--- Start of Supplied records ---

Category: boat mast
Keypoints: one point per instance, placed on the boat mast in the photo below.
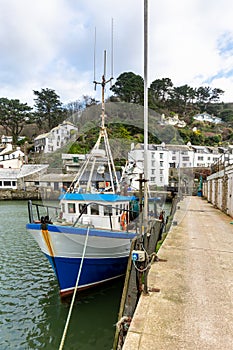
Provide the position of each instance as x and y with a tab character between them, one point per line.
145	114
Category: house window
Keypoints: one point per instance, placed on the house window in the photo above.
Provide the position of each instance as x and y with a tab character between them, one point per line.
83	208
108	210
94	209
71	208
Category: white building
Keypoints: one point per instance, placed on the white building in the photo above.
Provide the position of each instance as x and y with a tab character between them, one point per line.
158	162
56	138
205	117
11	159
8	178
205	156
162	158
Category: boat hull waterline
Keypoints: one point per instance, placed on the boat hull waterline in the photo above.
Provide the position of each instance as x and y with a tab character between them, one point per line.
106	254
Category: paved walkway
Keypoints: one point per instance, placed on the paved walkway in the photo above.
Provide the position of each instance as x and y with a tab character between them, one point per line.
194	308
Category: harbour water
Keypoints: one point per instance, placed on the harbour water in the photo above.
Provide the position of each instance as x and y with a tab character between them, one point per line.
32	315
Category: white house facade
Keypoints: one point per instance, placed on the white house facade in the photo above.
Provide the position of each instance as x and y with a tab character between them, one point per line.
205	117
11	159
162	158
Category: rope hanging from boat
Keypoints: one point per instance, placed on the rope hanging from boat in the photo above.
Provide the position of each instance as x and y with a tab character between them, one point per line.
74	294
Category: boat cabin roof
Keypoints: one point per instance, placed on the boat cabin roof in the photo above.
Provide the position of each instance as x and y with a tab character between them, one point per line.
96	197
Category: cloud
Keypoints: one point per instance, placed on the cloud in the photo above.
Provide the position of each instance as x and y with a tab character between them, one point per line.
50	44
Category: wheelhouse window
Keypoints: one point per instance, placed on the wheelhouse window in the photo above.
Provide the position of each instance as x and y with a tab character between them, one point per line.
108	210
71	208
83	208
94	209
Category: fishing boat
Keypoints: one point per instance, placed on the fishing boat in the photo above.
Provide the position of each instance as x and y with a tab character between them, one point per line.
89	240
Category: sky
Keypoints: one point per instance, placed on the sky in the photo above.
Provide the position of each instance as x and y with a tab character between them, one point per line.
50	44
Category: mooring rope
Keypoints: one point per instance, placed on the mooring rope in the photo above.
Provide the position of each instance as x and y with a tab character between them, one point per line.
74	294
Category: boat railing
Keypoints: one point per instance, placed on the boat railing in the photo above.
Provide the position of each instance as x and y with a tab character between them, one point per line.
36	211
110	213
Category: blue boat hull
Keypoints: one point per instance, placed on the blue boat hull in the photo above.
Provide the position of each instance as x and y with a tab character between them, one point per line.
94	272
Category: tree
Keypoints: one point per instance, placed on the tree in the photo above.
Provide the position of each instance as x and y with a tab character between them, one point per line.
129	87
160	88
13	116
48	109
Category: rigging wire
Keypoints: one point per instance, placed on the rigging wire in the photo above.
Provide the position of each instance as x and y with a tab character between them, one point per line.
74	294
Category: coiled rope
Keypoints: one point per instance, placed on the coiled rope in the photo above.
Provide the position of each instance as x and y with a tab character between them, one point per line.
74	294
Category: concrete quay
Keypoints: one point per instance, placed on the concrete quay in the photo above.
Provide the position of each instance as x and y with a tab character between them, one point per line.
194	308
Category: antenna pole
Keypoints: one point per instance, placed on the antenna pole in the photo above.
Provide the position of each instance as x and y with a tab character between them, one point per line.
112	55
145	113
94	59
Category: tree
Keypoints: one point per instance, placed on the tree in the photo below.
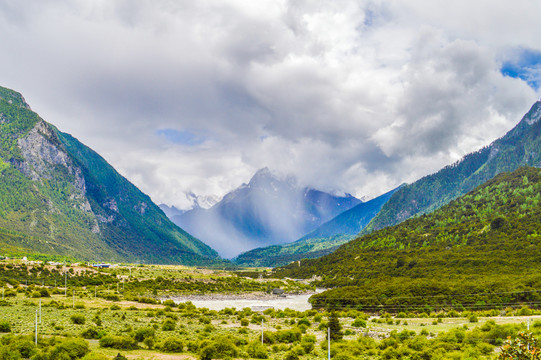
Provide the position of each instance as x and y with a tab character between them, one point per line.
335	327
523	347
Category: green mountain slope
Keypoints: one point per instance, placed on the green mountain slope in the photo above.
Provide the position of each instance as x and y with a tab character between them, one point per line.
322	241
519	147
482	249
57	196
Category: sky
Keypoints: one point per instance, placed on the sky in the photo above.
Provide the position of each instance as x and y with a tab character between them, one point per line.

--- End of Supplied records ---
--- Start of Supplied records ---

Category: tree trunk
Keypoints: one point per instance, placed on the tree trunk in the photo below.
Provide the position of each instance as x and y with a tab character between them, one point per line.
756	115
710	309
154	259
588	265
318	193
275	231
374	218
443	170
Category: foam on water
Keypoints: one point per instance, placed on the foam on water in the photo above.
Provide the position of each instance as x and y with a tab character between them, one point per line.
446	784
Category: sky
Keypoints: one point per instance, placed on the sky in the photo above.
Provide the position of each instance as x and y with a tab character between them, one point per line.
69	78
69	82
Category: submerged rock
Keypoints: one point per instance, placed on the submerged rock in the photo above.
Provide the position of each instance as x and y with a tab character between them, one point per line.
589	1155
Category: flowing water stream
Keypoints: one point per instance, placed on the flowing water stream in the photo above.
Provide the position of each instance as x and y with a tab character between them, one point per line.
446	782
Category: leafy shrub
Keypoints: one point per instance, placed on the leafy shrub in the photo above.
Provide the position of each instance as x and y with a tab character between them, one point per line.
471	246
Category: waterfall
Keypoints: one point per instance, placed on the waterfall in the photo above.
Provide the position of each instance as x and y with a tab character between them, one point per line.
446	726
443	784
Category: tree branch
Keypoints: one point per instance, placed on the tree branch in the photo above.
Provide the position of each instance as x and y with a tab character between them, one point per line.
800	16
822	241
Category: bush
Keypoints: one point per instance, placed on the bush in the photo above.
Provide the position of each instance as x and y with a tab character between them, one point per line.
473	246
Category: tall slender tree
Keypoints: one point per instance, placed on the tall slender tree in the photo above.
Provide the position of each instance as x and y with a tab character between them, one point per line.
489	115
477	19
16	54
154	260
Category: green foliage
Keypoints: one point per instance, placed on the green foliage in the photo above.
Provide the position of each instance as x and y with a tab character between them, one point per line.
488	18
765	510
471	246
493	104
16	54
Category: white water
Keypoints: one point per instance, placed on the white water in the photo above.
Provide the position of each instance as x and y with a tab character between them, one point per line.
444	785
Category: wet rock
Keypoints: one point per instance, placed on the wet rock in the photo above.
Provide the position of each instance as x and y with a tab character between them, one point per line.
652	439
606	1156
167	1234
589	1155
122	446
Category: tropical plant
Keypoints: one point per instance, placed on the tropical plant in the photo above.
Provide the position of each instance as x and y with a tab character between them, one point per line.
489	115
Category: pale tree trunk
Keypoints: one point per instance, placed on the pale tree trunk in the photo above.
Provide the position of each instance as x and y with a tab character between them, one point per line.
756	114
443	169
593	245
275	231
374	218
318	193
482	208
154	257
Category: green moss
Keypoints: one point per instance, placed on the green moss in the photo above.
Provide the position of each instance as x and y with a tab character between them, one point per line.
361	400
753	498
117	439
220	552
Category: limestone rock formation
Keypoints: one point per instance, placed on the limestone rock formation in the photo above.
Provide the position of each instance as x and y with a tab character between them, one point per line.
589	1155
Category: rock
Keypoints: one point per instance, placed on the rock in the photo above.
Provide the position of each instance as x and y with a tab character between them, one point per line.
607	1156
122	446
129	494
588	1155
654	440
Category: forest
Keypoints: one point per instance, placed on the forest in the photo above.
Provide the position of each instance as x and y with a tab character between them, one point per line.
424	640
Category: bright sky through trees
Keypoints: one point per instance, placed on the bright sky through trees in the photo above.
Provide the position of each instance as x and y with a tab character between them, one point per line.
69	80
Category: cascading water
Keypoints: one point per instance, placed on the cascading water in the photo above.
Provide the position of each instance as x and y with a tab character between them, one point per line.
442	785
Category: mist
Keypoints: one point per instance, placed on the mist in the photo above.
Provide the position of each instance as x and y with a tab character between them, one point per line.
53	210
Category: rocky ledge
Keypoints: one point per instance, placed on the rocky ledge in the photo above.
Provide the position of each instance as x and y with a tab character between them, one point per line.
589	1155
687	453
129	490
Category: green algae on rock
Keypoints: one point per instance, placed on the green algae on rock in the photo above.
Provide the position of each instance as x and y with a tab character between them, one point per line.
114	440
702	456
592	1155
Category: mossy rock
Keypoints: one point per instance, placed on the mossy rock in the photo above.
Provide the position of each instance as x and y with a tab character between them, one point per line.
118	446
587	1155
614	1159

--- End of Supplied records ---
--- Start of Supplied records ---

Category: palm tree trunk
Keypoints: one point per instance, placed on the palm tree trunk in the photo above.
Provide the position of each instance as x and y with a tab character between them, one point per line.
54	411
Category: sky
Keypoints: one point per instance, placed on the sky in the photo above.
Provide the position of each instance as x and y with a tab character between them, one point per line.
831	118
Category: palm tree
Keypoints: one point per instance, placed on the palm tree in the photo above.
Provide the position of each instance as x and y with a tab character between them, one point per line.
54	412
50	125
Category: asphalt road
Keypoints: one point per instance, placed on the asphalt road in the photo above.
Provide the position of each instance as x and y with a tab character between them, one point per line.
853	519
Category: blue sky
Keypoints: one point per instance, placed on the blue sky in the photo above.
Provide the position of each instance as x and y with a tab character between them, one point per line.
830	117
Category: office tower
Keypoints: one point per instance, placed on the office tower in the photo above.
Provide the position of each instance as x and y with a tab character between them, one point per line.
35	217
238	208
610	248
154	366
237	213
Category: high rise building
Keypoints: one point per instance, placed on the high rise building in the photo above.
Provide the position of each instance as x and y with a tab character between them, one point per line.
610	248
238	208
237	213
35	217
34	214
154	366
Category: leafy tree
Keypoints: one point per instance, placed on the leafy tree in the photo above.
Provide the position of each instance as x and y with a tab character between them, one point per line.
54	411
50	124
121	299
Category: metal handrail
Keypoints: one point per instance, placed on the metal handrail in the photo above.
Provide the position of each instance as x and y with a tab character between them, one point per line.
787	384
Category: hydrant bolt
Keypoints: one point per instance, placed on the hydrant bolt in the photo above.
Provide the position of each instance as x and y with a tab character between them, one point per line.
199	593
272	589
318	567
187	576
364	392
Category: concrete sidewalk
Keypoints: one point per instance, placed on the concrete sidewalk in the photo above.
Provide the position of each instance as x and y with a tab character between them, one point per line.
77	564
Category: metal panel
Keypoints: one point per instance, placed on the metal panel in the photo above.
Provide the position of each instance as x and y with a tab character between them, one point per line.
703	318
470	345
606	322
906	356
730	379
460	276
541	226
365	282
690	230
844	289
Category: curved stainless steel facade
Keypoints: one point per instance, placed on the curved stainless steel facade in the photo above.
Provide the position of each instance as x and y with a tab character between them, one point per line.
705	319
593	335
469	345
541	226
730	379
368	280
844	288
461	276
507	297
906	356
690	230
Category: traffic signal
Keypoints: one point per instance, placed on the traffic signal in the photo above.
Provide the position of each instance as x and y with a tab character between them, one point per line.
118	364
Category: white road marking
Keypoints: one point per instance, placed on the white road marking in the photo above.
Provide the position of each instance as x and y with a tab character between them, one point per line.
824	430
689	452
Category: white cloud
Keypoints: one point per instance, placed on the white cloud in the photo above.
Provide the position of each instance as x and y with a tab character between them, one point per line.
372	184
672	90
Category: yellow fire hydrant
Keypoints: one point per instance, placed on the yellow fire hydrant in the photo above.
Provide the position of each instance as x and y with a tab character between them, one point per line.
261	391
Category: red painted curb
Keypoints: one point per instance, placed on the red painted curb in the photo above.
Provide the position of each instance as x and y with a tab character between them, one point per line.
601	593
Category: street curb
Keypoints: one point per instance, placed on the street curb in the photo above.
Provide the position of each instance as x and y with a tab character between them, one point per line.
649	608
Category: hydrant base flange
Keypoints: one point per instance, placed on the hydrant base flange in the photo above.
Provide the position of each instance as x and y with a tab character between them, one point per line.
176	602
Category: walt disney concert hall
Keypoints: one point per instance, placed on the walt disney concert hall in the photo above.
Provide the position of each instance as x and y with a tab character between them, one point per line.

--- End of Supplied records ---

- **Required task**: Pull out each line of the data above that contains the word "traffic". Copy those lines with no changes.

- **Exercise answer**:
Category: traffic signal
Keypoints: one point per instance, placed on the traffic signal in the photo above.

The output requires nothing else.